Using the records below, give the number of lines where the word "query" appears, with no further output.

--- MATERIAL PROVIDED ---

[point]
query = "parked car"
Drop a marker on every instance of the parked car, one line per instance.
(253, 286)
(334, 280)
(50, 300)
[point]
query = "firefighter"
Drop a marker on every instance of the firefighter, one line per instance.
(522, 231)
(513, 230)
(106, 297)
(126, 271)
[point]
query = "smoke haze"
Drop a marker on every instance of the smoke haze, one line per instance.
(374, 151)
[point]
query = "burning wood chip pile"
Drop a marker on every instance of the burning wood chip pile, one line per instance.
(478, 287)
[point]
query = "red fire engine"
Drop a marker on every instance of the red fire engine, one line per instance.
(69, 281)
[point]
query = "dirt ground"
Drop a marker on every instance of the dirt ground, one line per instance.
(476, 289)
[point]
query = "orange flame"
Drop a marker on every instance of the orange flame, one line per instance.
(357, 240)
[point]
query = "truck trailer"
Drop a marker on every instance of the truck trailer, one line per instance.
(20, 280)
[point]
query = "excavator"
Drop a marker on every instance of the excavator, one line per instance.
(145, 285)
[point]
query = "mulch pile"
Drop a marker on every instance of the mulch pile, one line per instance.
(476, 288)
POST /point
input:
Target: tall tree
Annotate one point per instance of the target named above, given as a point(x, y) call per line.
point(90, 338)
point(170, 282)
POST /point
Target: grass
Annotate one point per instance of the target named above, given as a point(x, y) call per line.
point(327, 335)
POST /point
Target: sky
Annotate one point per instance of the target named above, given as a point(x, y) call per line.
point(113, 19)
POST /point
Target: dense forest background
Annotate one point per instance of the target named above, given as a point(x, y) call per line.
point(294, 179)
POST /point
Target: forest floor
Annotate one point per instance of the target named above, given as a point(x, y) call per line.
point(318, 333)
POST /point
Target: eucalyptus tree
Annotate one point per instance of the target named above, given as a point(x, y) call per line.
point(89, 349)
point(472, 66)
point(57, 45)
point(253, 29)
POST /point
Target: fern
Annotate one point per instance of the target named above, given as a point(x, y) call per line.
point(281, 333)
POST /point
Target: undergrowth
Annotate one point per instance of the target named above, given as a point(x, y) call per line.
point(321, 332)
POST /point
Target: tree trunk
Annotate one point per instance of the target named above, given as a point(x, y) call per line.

---

- [RESPONSE FOR THIS EXERCISE]
10